-- begin Text segment --

Modelling a drift tube

In this example, we consider a drift tube with an outer diameter of 15 mm and a wire diameter of 50 μm, similar to the ATLAS small-diameter muon drift tubes (sMDTs). We will calculate the signal induced on the wire by the passage of a charged particle.

Gas table

As a first step, we have to prepare a table of transport parameters (drift velocity, diffusion coefficients, Townsend and attachment coefficients) as a function of the electric field (and, in general, also the magnetic field as well as the angle between the two fields). In this example we will use a gas mixture of 93% argon and 7% CO₂ at a pressure of 3 atm and room temperature.

MediumMagboltz gas("ar", 93., "co2", 7.);
// Set temperature [K] and pressure [Torr].
gas.SetPressure(3 * 760.);
gas.SetTemperature(293.15);

We also have to specify the number of electric fields to be included in the table and the electric field range to be covered. Here we use 20 field points between 100 V/cm and 100 kV/cm with logarithmic spacing.

gas.SetFieldGrid(100., 100000., 20, true);

Now we run Magboltz to generate the gas table for this grid. As an input parameter we have to specify the number of collisions (in multiples of 10⁷) over which the electron is traced by Magboltz.

gas.GenerateGasTable(10);

The calculation will take a while, don't panic. After the calculation is done, we save the gas table to a file for later use.

-- end Text segment --
-- begin Entries shown --

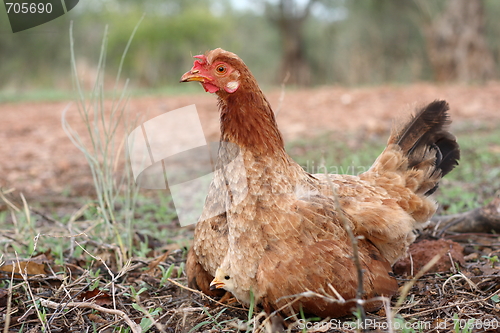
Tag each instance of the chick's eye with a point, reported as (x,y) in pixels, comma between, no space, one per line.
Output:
(221,69)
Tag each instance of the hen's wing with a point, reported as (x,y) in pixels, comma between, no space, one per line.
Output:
(318,258)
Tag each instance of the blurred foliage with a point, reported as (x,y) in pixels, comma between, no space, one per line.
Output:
(347,42)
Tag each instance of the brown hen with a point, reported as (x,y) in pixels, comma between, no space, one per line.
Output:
(282,230)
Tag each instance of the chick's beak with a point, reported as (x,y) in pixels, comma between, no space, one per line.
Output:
(194,75)
(216,284)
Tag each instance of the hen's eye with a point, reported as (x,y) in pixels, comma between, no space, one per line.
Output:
(221,69)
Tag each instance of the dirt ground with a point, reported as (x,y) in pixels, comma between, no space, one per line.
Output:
(39,160)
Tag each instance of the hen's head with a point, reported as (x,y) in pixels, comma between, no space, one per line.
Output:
(218,71)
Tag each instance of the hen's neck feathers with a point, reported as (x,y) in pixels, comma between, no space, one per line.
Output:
(247,119)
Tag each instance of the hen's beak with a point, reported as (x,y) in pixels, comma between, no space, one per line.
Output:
(194,75)
(216,284)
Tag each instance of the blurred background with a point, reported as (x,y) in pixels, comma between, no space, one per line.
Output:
(318,42)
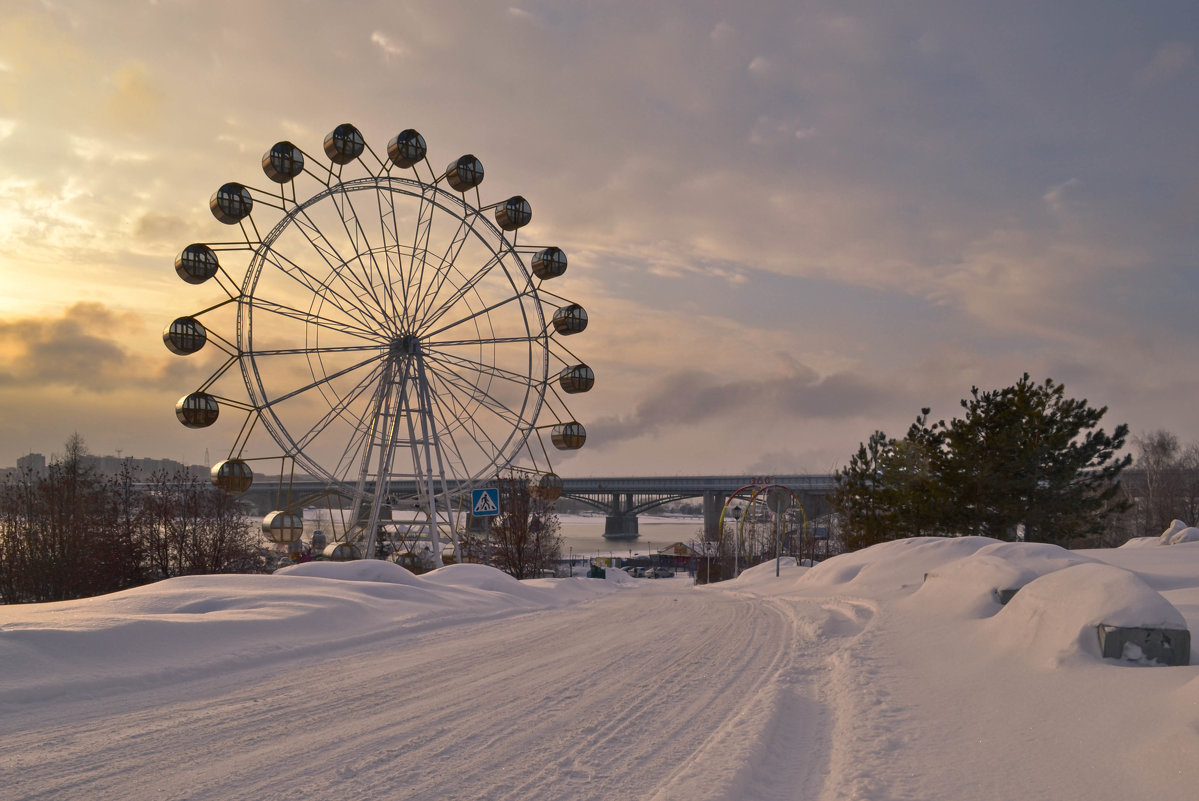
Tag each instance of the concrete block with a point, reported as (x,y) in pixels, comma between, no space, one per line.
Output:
(1168,646)
(1006,594)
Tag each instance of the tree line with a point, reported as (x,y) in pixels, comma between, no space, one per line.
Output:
(71,533)
(1023,462)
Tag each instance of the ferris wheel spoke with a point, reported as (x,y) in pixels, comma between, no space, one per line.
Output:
(461,293)
(361,244)
(261,305)
(314,350)
(447,259)
(456,416)
(420,250)
(321,381)
(482,368)
(389,224)
(477,313)
(449,426)
(492,341)
(483,397)
(338,266)
(347,305)
(341,407)
(318,288)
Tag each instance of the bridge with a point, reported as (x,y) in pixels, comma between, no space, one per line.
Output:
(621,499)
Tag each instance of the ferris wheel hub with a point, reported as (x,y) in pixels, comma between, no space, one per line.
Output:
(405,345)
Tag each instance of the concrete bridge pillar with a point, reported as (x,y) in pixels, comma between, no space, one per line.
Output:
(619,523)
(714,501)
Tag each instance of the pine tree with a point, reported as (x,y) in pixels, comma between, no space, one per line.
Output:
(1023,458)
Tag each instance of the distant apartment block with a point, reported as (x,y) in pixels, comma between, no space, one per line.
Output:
(32,462)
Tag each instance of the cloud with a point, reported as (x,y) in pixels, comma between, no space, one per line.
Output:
(390,48)
(1169,61)
(134,101)
(1056,196)
(696,397)
(83,350)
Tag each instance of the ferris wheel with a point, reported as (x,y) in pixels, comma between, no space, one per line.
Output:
(390,332)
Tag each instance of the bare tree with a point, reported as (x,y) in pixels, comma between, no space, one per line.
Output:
(525,536)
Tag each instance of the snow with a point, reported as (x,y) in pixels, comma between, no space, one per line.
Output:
(891,673)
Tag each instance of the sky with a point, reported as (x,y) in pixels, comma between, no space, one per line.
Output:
(791,223)
(890,673)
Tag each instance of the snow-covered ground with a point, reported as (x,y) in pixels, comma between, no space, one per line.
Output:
(887,674)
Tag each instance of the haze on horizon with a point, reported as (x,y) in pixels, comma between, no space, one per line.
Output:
(790,223)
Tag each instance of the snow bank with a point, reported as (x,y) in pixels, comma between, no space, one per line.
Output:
(1053,621)
(194,626)
(977,585)
(890,567)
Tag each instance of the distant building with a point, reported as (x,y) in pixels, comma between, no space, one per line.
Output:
(32,462)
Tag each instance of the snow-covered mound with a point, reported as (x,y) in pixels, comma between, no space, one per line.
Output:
(1179,533)
(891,566)
(197,625)
(363,570)
(978,585)
(1054,620)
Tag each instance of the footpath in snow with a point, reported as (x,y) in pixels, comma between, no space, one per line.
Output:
(892,673)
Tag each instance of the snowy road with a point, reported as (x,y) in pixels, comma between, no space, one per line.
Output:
(891,674)
(660,687)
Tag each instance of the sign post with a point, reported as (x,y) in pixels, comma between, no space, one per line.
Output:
(484,503)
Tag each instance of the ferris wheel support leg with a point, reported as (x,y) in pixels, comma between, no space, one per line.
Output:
(429,437)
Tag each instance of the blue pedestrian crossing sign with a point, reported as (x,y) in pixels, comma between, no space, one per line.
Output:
(486,501)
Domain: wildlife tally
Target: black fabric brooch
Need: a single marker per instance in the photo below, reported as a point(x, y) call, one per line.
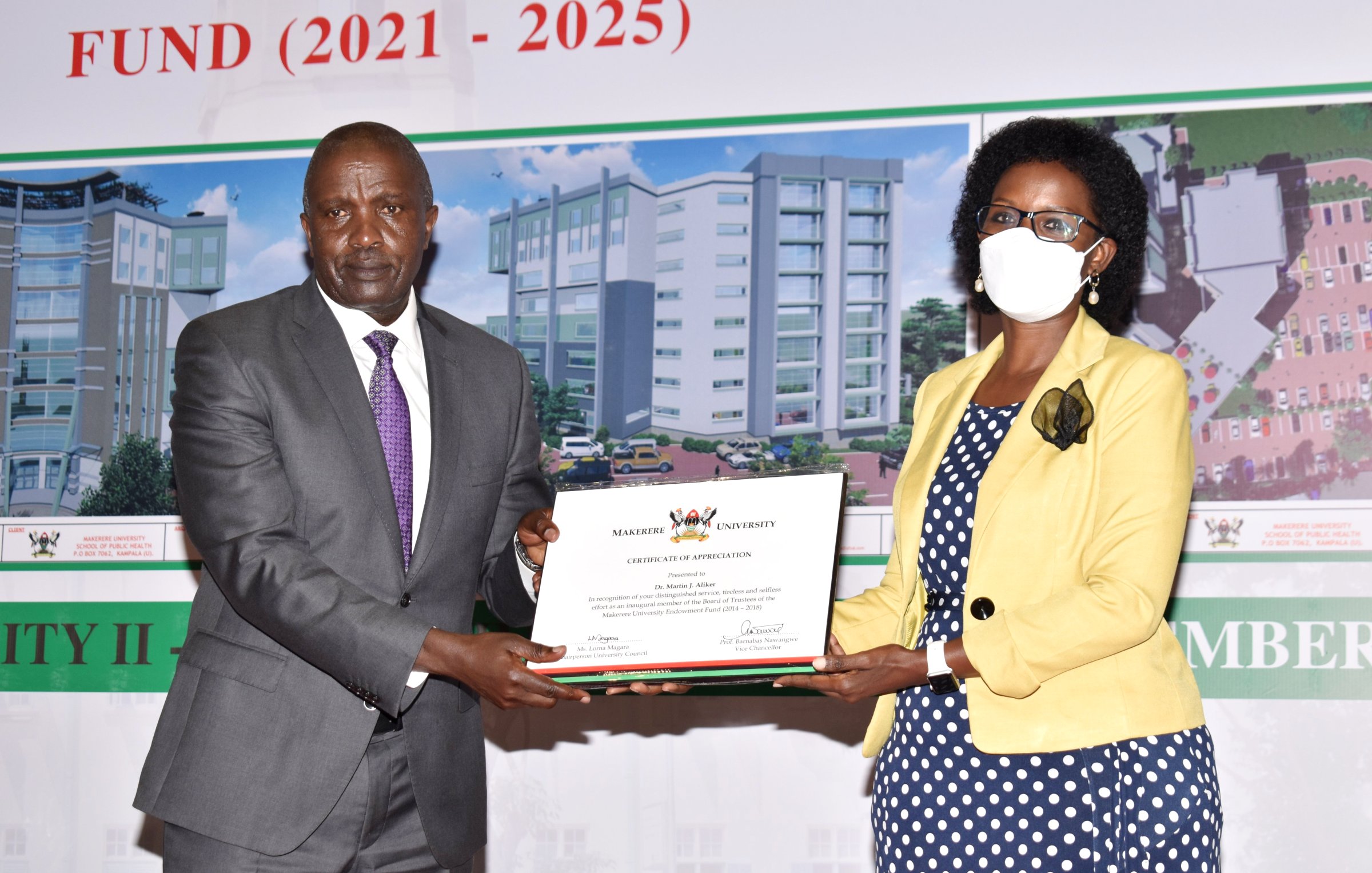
point(1064, 418)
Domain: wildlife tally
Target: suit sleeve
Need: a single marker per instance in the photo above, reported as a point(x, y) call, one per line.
point(525, 489)
point(239, 509)
point(1143, 485)
point(873, 618)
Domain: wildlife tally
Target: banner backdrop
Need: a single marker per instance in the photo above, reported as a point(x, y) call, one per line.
point(765, 191)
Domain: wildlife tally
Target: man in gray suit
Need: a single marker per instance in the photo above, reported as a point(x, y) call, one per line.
point(353, 467)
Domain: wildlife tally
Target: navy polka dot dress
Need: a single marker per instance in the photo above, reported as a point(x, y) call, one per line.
point(1150, 805)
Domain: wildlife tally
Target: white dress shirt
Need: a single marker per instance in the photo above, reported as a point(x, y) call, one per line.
point(408, 360)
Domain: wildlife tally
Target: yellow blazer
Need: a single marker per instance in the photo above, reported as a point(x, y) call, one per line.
point(1078, 551)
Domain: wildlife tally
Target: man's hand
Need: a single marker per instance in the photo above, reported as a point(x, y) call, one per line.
point(536, 530)
point(493, 666)
point(866, 675)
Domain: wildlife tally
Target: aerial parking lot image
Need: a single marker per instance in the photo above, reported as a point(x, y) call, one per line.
point(1260, 279)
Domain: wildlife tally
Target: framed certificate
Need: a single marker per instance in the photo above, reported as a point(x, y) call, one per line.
point(711, 581)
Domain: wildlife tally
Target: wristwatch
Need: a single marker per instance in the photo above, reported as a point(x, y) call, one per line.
point(942, 681)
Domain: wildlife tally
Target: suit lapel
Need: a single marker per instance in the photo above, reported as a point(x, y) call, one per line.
point(442, 360)
point(1083, 346)
point(321, 344)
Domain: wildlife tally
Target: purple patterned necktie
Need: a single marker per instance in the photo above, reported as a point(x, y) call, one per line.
point(393, 423)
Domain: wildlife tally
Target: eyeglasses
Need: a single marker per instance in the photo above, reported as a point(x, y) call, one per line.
point(1048, 225)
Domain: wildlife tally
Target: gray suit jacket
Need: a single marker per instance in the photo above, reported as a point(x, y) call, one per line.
point(297, 622)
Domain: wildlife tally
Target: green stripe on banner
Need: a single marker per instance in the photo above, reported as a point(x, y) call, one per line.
point(739, 121)
point(1298, 648)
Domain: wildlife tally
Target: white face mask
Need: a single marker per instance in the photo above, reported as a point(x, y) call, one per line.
point(1030, 279)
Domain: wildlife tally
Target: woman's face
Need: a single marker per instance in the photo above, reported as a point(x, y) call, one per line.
point(1034, 187)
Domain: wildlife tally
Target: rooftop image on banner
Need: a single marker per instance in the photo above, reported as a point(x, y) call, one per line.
point(1259, 280)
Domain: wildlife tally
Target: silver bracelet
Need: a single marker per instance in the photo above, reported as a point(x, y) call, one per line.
point(523, 556)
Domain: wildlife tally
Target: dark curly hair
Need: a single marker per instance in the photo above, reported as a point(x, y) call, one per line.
point(1117, 197)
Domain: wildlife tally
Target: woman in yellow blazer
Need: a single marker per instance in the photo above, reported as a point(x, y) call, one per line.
point(1035, 710)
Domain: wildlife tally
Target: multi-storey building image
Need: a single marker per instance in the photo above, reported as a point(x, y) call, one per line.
point(581, 294)
point(99, 287)
point(760, 301)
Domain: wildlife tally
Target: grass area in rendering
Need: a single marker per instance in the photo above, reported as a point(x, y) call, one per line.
point(1229, 138)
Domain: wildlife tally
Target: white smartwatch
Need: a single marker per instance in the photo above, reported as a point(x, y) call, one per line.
point(942, 681)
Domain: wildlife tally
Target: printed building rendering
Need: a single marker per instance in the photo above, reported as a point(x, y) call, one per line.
point(99, 287)
point(758, 302)
point(1260, 276)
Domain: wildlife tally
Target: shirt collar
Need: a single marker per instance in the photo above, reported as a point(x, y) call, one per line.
point(357, 324)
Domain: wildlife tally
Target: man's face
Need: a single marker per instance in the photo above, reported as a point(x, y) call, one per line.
point(367, 230)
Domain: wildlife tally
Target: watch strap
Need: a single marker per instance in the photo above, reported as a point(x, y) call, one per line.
point(942, 680)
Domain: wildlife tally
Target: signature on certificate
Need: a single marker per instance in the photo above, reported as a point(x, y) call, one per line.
point(749, 631)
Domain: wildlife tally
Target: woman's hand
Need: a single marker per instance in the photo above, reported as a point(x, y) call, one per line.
point(866, 675)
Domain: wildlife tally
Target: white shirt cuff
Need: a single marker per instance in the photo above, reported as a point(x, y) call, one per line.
point(527, 578)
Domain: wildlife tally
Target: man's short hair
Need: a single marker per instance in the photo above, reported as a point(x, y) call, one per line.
point(368, 134)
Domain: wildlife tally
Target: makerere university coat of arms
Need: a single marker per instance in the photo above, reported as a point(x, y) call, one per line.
point(45, 544)
point(692, 525)
point(1225, 533)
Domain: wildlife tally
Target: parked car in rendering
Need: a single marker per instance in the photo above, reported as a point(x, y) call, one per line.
point(629, 447)
point(739, 445)
point(645, 460)
point(581, 447)
point(585, 470)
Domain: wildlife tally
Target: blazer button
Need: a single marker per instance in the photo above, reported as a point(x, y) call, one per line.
point(983, 608)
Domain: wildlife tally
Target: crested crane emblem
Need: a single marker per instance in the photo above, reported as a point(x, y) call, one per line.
point(1225, 533)
point(691, 525)
point(45, 544)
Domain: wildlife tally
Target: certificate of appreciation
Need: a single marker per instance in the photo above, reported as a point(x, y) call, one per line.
point(717, 581)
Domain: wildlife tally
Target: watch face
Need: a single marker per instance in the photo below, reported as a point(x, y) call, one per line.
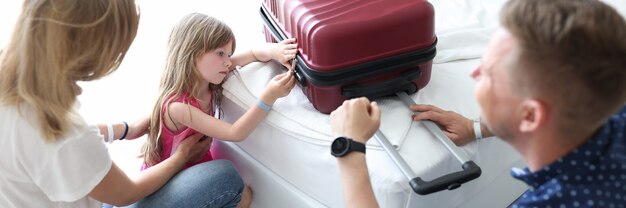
point(339, 146)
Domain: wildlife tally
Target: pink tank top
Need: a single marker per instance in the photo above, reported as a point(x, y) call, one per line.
point(170, 139)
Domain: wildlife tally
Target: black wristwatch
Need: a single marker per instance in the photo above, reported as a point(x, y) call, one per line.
point(342, 146)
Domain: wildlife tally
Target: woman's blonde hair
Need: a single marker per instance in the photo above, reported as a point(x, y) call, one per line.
point(195, 35)
point(57, 43)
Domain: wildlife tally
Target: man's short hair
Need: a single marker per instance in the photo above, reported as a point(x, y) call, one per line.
point(572, 55)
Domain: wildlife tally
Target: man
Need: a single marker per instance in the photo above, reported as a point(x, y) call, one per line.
point(549, 84)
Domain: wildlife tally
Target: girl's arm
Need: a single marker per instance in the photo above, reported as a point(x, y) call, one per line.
point(119, 190)
point(282, 52)
point(194, 118)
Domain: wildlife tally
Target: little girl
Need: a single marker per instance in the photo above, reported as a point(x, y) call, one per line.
point(198, 61)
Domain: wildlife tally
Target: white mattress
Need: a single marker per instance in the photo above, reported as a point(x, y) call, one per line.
point(293, 145)
point(287, 158)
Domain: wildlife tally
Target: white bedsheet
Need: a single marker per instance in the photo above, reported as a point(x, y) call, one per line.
point(293, 141)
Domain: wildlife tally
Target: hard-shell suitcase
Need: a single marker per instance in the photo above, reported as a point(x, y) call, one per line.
point(354, 48)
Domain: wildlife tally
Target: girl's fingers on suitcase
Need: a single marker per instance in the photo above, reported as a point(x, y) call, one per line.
point(290, 52)
point(288, 40)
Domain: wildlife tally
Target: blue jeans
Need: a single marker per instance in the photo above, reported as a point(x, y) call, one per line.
point(211, 184)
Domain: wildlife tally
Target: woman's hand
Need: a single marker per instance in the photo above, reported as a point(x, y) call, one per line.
point(138, 128)
point(193, 148)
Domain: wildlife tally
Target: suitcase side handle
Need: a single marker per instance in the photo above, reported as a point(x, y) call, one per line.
point(402, 83)
point(451, 181)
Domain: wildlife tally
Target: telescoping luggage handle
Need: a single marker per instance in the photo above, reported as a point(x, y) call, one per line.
point(451, 181)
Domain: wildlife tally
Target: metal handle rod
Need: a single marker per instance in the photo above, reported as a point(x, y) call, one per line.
point(434, 129)
point(393, 154)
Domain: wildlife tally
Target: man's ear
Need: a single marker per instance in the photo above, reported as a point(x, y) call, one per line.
point(534, 115)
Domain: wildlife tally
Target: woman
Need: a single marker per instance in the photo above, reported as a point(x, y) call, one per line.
point(49, 156)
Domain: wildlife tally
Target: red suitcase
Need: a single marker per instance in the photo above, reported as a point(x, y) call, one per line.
point(353, 48)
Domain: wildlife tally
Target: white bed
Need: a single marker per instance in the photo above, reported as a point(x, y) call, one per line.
point(287, 159)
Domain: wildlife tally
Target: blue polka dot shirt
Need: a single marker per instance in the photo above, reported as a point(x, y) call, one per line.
point(594, 175)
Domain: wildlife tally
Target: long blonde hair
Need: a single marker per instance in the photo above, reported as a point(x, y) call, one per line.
point(195, 35)
point(57, 43)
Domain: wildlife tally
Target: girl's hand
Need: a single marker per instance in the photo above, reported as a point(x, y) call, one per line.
point(193, 148)
point(458, 128)
point(138, 128)
point(285, 51)
point(279, 86)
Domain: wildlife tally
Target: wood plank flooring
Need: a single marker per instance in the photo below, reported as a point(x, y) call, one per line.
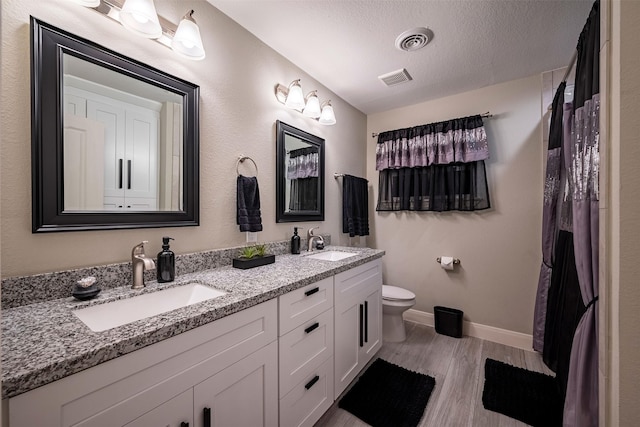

-- end Entries shown --

- [Set problem A]
For each statement, say whether the drift tube page above agrees with it. Answer yes or no and quote the words from the page that settle it. (i) The argon and CO₂ mixture is used at a pressure of 3 atm. (ii) The electric field points in the table are spaced linearly. (iii) The number of collisions passed to Magboltz is given in multiples of 10⁶.
- [Set problem B]
Extend the drift tube page above, starting right after its final sentence.

- [Exercise output A]
(i) Yes: "at a pressure of 3 atm and room temperature"
(ii) No: "with logarithmic spacing"
(iii) No: "in multiples of 10⁷"

- [Exercise output B]
gas.WriteGasFile("ar_93_co2_7.gas");

Once we have saved the transport parameters to file we can skip the steps above, and simply import the table in our program using

gas.LoadGasFile("ar_93_co2_7.gas");

In order to make sure the calculation of the gas table was successful, it is a good idea to plot, for instance, the drift velocity as a function of the electric field.

ViewMedium mediumView(&gas);
mediumView.PlotElectronVelocity('e');

Elecric field

For calculating the electric field inside the tube, we use the class ComponentAnalyticField which can handle (two-dimensional) arrangements of wires, planes and tubes. First we set the medium associated with the active region of the tube.

ComponentAnalyticField cmp;
cmp.SetMedium(&gas);

Then we add the elements defining the electric field: a wire (which we label "s") and a tube.

// Wire radius [cm]
const double rWire = 25.e-4;
// Outer radius of the tube [cm]
const double rTube = 0.71;
// Voltages
const double vWire = 2730.;
const double vTube =    0.;
// Add the wire in the centre.
cmp.AddWire(0., 0., 2 * rWire, vWire, "s");
// Add the tube.
cmp.AddTube(rTube, vTube, 0);

Finally we assemble a Sensor object which acts as an interface to the transport classes discussed below.

Sensor sensor(&cmp);

Drift lines from a charged-particle track

We use Heed (see this tutorial for a more detailed description) to simulate the ionization produced by a charged particle crossing the tube (a 170 GeV muon in our example).

TrackHeed track(&sensor);
track.SetParticle("muon");
track.SetEnergy(170.e9);

The drift lines of the electrons created along the track are calculated using Runge-Kutta-Fehlberg (RKF) integration, implemented in the class DriftLineRKF. This method uses the previously computed tables of transport parameters to calculate drift lines and multiplication.

DriftLineRKF drift(&sensor);

If we want to simulate the ion tail (i. e. the drift lines of the ions that are produced in the avalanche), we need to import a table of ion mobilities

gas.LoadIonMobility("IonMobility_Ar+_Ar.txt");

and call

drift.EnableIonTail();

before simulating the drift lines.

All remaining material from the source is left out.